Problem requirements => Could you return the full listing below exactly as it appears?

*** Given entries Section Begins ***

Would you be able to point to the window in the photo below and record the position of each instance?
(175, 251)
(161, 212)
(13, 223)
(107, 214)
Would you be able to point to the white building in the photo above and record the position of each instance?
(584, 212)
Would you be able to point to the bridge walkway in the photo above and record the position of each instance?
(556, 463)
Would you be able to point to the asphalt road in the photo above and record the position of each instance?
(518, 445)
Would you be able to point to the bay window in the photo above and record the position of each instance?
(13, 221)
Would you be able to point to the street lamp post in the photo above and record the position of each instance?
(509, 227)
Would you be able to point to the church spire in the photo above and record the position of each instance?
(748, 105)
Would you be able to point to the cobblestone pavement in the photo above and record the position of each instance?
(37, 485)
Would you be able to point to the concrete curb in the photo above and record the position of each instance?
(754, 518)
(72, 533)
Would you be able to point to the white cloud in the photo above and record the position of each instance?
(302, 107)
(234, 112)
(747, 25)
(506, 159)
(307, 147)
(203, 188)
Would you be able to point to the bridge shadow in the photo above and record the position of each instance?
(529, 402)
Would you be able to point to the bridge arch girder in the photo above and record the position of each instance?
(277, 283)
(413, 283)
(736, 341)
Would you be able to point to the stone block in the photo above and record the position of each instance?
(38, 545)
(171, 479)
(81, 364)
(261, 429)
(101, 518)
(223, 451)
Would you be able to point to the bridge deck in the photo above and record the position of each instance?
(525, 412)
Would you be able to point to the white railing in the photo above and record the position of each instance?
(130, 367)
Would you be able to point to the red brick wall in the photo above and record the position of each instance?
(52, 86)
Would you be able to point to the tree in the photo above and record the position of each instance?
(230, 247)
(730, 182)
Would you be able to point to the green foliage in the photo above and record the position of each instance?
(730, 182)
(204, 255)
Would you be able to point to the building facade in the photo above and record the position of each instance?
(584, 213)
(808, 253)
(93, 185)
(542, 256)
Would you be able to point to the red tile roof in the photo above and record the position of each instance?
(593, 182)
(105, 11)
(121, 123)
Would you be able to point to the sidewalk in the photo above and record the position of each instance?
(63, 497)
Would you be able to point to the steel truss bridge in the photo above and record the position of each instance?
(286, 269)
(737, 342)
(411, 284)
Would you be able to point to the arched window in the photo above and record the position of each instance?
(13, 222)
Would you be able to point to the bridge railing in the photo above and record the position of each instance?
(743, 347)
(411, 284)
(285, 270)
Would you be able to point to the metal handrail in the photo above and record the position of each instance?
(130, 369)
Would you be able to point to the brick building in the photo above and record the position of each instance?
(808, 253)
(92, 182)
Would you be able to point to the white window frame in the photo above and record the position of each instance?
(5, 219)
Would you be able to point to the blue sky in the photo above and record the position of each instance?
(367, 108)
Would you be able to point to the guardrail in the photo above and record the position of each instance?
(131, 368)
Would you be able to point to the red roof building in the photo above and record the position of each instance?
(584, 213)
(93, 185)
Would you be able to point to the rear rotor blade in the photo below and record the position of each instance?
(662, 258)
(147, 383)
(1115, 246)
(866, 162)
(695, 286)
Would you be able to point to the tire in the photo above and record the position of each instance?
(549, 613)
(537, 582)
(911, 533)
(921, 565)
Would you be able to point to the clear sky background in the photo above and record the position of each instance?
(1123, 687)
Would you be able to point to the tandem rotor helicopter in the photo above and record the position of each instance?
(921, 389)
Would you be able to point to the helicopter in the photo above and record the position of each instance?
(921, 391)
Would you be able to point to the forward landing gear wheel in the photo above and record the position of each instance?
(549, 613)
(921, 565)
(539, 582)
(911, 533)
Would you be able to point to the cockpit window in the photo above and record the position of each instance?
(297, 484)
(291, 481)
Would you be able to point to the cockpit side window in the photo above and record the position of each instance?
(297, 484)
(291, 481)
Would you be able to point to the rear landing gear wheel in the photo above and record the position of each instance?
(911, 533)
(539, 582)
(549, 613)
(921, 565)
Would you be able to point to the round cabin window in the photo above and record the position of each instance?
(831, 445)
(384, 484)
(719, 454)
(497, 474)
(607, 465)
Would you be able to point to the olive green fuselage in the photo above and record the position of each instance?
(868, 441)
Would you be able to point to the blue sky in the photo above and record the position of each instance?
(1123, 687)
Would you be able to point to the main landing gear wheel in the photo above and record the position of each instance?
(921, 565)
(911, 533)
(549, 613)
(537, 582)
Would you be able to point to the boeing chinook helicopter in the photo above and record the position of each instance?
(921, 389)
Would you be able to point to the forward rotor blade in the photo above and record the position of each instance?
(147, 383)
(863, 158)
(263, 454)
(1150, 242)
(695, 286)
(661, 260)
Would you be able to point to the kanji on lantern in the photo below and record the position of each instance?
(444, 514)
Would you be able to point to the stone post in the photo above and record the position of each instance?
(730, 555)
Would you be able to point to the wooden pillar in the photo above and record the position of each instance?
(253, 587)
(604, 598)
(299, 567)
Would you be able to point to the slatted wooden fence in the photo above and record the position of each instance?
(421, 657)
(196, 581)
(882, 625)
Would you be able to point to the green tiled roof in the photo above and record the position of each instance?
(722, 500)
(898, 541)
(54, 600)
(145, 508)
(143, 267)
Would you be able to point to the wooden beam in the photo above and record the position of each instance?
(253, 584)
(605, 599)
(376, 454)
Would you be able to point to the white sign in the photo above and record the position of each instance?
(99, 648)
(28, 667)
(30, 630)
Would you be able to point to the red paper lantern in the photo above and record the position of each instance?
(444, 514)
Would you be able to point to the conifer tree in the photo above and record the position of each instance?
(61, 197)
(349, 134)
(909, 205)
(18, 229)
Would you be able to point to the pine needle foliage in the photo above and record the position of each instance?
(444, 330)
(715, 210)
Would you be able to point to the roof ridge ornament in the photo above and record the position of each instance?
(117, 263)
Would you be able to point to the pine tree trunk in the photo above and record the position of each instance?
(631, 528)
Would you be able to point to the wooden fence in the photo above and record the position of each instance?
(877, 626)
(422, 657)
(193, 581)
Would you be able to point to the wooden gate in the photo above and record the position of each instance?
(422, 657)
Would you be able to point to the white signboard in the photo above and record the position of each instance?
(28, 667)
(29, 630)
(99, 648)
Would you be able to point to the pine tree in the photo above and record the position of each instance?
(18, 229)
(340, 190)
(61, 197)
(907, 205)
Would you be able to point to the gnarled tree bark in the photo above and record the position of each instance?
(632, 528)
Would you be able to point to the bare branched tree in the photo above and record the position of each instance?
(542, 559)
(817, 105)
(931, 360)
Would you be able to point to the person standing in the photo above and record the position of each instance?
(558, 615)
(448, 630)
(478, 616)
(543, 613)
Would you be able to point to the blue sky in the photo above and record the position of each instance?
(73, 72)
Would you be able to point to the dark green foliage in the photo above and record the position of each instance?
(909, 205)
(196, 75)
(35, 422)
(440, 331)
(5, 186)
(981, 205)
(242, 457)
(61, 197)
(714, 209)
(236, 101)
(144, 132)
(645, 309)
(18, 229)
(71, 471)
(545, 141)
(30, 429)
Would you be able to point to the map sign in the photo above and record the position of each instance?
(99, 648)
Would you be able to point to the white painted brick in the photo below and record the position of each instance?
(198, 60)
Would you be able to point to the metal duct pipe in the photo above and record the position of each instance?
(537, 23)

*** Given entries Section Ends ***

Completed task =>
Would you be able to point to the window in the photo below and record the position of each instance?
(175, 251)
(161, 212)
(13, 223)
(107, 214)
Would you be able to point to the white building in the photo above and record the position of each instance?
(584, 212)
Would you be able to point to the bridge walkway in the photo above and record the position of each instance?
(556, 463)
Would you be able to point to the asphalt road in the photo above and record the position of each instance?
(518, 445)
Would you be able to point to the bay window in the photo above and record the position of each instance?
(13, 221)
Would you be able to point to the street lamp post in the photo above and record the position of each instance?
(509, 227)
Would you be able to point to the church spire in the photo above and record the position of each instance?
(748, 105)
Would you be able to point to the cobblestone pavement in the photo above and record the position of each instance?
(37, 485)
Would you be able to point to the concrete curb in the photo above and record the position of each instance?
(754, 518)
(72, 533)
Would you be able to point to the white cloud in the photo above and record the position of each instance?
(302, 107)
(234, 112)
(747, 25)
(506, 159)
(307, 147)
(203, 188)
Would you be able to point to the bridge shadow in the photo above and record the position of each instance?
(529, 402)
Would you be able to point to the bridge arch girder in the photo above and record the position of each instance?
(277, 283)
(413, 283)
(736, 341)
Would you be able to point to the stone block in the photo above and record the position of each instance?
(38, 545)
(171, 479)
(81, 364)
(261, 429)
(101, 518)
(223, 451)
Would you be able to point to the bridge deck in the photo above and record the position of each instance?
(525, 412)
Would you be able to point to the white railing in the photo above and record the position of each instance?
(130, 367)
Would you be able to point to the red brick wall in the photo above and record the position of each instance?
(52, 86)
Would you be able to point to the tree in the photo above and record the position of each instance?
(230, 247)
(730, 182)
Would you be able to point to the green foliage in the photo above and record the position of each instance?
(730, 182)
(204, 255)
Would you be able to point to the building facade in the photo above and record the position of each instance?
(584, 213)
(808, 253)
(93, 185)
(542, 256)
Would you be able to point to the red tile roof in the photo above and record the position of each instance?
(593, 182)
(105, 11)
(121, 123)
Would you be able to point to the sidewalk in the photo above and record the position of each instance?
(63, 497)
Would you be able to point to the steel truss bridge in the photo above and record the position of each instance?
(286, 269)
(737, 342)
(411, 284)
Would you be able to point to the arched window in the photo above and record the position of each instance?
(13, 222)
Would you be able to point to the bridge railing in the photo above and record the position of each instance?
(743, 347)
(411, 284)
(285, 270)
Would you be able to point to the metal handrail in the photo above and record the position of each instance?
(130, 369)
Would you be able to point to the brick building in the photo above and record the position of each instance?
(808, 253)
(92, 182)
Would you be able to point to the white window frame in the photo above and record the position of each instance?
(5, 219)
Would you be able to point to the blue sky in the photo above and record the position of each instance?
(367, 108)
Would you be able to point to the guardrail in the photo above and record the position of each instance?
(131, 368)
Would you be able to point to the red roof building in the photo above and record the position of each instance?
(584, 213)
(93, 185)
Would you be able to point to the rear rotor blade in the photo below and record the position of each instance?
(662, 258)
(147, 383)
(1115, 246)
(866, 162)
(695, 286)
Would you be able to point to the tire in the photo above and record the position of each instance?
(549, 613)
(537, 582)
(911, 533)
(921, 565)
Would you be able to point to the clear sky background in the photo above and record the position of each instance?
(1123, 687)
Would you be able to point to the tandem rotor helicopter in the photo above and record the position of each instance?
(921, 389)
Would you be able to point to the helicopter in the photo above and record the position of each instance?
(921, 391)
Would you be able to point to the forward landing gear wheel in the photo above and record the position of each instance?
(549, 613)
(921, 565)
(539, 582)
(911, 533)
Would you be able to point to the cockpit window in the photo above and record the position of each instance?
(297, 484)
(291, 481)
Would you be able to point to the cockpit side window in the photo above and record the position of each instance?
(297, 484)
(291, 481)
Would you be able to point to the rear landing gear wheel in the photo above and record the position of each instance?
(911, 533)
(539, 582)
(549, 613)
(921, 565)
Would you be able to point to the round cabin window in the photo above and record the position of each instance?
(831, 445)
(384, 484)
(719, 454)
(497, 474)
(607, 465)
Would you be able to point to the olive green fuselage in the photo above and record the position of each instance?
(868, 441)
Would you be able to point to the blue sky in the photo above and record the position of each instance?
(1123, 687)
Would you be able to point to the main landing gear wheel in the photo above and record the position of each instance?
(921, 565)
(911, 533)
(549, 613)
(537, 582)
Would you be able to point to the boeing chinook helicopter in the photo above and record the position of each instance?
(921, 389)
Would you be able to point to the forward rotor blade in the photo above and record the position of each instance?
(147, 383)
(863, 158)
(263, 454)
(1150, 242)
(695, 286)
(661, 260)
Would you be able to point to the kanji on lantern in the photo below and record the position of each instance?
(444, 514)
Would you be able to point to the stone post in the photo above and record the position of each instance?
(730, 555)
Would you be able to point to the wooden pillar in the photo above and record the position of each instance?
(253, 587)
(604, 598)
(299, 567)
Would you be able to point to the slatted wooden fence in the photo above and record the position of each instance?
(421, 657)
(196, 581)
(882, 625)
Would you be able to point to the green tiled roof in the photo above and record the position of each instance?
(722, 500)
(898, 541)
(54, 600)
(145, 508)
(143, 267)
Would you be able to point to the wooden beam in the photo above and record the position of each instance?
(253, 584)
(605, 599)
(376, 454)
Would you be able to point to the white sign in the photo above and record the position of each instance?
(99, 648)
(28, 667)
(30, 630)
Would you be able to point to the red paper lantern in the photo above and record the position of each instance?
(444, 514)
Would you be able to point to the conifer tree in the photo above and record the position of each instance?
(61, 197)
(349, 134)
(909, 205)
(18, 229)
Would you be able to point to the pine needle foliage in the photo above and record the position of each instance?
(444, 330)
(715, 210)
Would you be able to point to the roof ridge ornament in the photo above and record the position of each instance?
(117, 263)
Would you be able to point to the pine tree trunk in the photo above and record the position of each instance?
(631, 528)
Would you be able to point to the wooden fence in the photo above and record the position of each instance?
(877, 626)
(422, 657)
(193, 581)
Would you be able to point to the wooden gate in the photo above and record the position of each instance?
(422, 657)
Would you be able to point to the white signboard in the photo above and record the position of each instance?
(28, 667)
(29, 630)
(99, 648)
Would you be able to point to the pine tree in the photo above and record the position of each instance?
(18, 229)
(340, 190)
(61, 197)
(907, 205)
Would you be able to point to the gnarled tree bark in the photo above and record the position of each instance?
(632, 528)
Would you be able to point to the bare branched tree in the photo above and record the position of each instance?
(542, 559)
(817, 105)
(931, 360)
Would you be able to point to the person standing in the photo above and record the position of each instance?
(558, 615)
(448, 630)
(478, 616)
(543, 613)
Would you be able to point to the blue sky in the photo above and record the position of each instance?
(73, 72)
Would you be able to point to the dark green foliage in the photo above and record the position of each instance?
(909, 205)
(196, 75)
(35, 422)
(440, 331)
(5, 186)
(981, 205)
(242, 457)
(61, 197)
(714, 209)
(236, 101)
(144, 132)
(645, 309)
(18, 229)
(71, 471)
(545, 141)
(30, 429)
Would you be able to point to the map sign in the photo above and record the position of each instance?
(99, 648)
Would you be able to point to the white painted brick in the photo below and record the position of each instance?
(198, 60)
Would you be able to point to the metal duct pipe in the photo above and record the position of each instance?
(537, 23)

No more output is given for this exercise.